Set exercise:
Repeat word for word the lines in the items below, starting at the line that contains "Detect pink t-shirt." and ending at the line that contains "67 212 81 228", with both of those lines included.

== Record excerpts

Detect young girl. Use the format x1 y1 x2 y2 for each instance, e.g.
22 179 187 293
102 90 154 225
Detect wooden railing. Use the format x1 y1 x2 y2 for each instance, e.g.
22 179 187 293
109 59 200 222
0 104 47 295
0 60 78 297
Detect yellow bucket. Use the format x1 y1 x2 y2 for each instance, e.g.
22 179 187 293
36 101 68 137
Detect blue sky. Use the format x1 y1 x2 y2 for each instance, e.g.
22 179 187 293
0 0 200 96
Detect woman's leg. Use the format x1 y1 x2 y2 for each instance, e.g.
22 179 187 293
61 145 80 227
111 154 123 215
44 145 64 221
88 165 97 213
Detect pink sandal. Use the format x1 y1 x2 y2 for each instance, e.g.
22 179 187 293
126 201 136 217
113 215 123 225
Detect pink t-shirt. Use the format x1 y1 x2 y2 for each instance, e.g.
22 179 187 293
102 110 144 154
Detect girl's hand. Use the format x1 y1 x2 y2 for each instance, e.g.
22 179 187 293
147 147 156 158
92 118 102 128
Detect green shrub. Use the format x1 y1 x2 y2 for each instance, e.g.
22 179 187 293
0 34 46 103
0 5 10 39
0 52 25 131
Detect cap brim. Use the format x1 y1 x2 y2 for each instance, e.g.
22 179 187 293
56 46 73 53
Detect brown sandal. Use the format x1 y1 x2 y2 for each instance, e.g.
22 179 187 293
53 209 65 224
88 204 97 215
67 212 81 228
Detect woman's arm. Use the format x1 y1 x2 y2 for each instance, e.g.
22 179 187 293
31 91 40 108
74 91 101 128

====
== Record excerpts

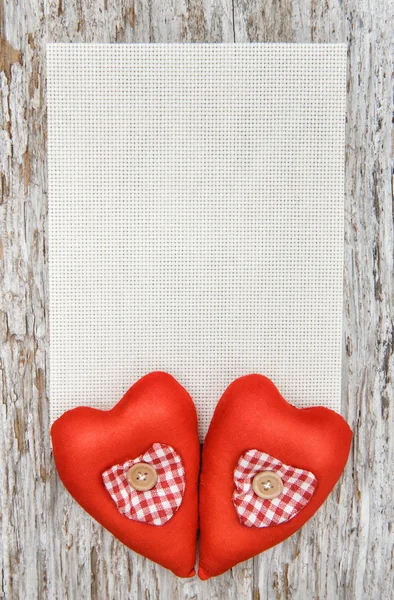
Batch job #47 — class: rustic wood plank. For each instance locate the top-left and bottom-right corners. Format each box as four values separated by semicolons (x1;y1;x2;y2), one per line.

====
== Record excerpts

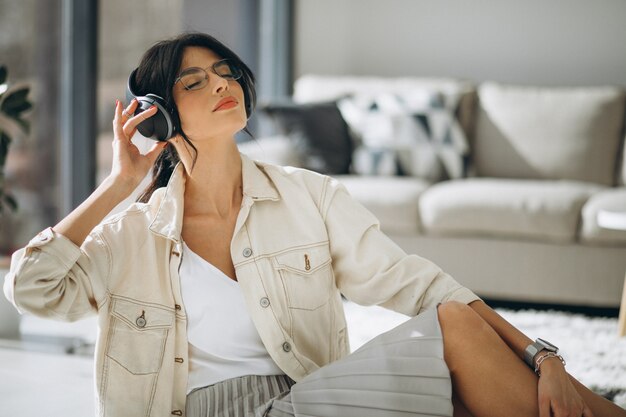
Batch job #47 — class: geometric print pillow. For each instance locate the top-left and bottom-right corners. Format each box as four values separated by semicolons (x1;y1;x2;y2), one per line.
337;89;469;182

====

Solution:
Detect pink t-shirt. Use the format x1 y1 x2 y2 for each instance, e.g.
22 179 187 293
102 110 144 154
Detect girl's hand. Use the format x1 y1 x2 y2 for each instance, e.g.
22 179 187 293
147 147 156 158
92 118 102 128
Detect green shrub. Use the format x1 y1 x2 y2 for each instance, e.g.
22 179 187 293
0 34 46 103
0 5 10 39
0 52 25 131
Detect cap brim. Use the format x1 y1 x2 y2 for each instance, e.g.
22 179 187 293
56 46 73 53
Detect brown sandal. Use the format x1 y1 x2 y2 for each instance, e.g.
22 179 187 293
53 209 65 224
88 204 97 215
67 212 81 228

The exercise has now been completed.